→ **Data listing**
* * *

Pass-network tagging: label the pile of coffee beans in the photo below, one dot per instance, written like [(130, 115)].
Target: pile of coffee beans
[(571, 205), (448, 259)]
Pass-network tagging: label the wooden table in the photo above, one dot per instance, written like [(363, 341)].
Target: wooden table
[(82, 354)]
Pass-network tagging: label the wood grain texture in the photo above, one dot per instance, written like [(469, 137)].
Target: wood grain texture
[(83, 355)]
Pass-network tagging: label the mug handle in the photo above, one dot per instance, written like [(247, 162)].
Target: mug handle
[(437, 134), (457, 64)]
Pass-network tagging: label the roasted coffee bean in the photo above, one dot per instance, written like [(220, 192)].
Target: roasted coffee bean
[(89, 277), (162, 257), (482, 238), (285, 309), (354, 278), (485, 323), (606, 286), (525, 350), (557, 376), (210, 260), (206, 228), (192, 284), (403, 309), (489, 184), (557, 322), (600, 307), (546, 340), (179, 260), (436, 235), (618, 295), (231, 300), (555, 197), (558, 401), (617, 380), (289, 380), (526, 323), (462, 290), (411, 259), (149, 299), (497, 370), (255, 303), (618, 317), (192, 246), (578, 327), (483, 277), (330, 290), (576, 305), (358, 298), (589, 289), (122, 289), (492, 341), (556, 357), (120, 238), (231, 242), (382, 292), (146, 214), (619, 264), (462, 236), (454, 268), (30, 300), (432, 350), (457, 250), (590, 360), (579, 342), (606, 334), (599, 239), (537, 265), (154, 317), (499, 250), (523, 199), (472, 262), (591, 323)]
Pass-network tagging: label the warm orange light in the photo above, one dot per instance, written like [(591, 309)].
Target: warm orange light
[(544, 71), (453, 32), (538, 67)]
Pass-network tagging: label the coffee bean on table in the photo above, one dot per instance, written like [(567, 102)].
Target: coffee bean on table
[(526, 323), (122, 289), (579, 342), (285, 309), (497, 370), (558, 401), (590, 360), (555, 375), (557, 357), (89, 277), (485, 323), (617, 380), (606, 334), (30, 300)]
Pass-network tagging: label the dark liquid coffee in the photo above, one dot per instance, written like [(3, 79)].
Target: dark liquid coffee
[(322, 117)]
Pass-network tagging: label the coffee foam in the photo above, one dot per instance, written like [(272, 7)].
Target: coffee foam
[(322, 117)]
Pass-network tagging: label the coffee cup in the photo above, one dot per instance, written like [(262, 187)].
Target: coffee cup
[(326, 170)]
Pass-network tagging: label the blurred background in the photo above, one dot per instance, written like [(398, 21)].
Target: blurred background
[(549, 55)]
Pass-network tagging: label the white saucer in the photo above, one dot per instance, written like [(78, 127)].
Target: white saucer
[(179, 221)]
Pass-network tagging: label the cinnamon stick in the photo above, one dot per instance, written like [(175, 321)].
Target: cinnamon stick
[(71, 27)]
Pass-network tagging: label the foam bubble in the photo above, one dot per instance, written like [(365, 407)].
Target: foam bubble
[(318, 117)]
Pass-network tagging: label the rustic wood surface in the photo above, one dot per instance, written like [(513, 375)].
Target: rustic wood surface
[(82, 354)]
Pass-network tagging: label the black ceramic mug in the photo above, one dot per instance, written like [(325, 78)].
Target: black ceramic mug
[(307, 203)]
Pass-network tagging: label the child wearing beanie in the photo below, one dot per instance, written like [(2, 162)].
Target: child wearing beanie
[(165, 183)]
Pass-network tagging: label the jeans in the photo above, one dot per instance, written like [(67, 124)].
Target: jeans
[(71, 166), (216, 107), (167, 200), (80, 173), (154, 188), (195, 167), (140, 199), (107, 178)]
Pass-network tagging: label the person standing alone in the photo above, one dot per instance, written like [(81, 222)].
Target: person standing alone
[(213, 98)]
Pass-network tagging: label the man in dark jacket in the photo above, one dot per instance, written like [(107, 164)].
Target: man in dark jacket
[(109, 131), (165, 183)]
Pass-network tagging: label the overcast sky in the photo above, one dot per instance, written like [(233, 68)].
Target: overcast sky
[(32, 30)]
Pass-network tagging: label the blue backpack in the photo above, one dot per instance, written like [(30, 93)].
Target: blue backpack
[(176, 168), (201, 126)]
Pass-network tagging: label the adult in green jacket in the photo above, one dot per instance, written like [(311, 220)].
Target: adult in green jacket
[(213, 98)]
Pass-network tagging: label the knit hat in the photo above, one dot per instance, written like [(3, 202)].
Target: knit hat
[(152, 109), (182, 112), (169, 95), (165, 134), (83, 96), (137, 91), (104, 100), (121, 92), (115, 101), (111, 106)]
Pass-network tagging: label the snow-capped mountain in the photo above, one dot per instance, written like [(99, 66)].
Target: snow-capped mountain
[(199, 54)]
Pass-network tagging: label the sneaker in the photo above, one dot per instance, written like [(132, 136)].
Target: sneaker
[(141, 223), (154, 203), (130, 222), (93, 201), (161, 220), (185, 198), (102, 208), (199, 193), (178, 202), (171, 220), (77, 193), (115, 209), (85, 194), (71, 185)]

* * *

→ **Activity**
Within these records, how many lines include the word "below"? The reply should be that number alone.

→ **Exercise result**
2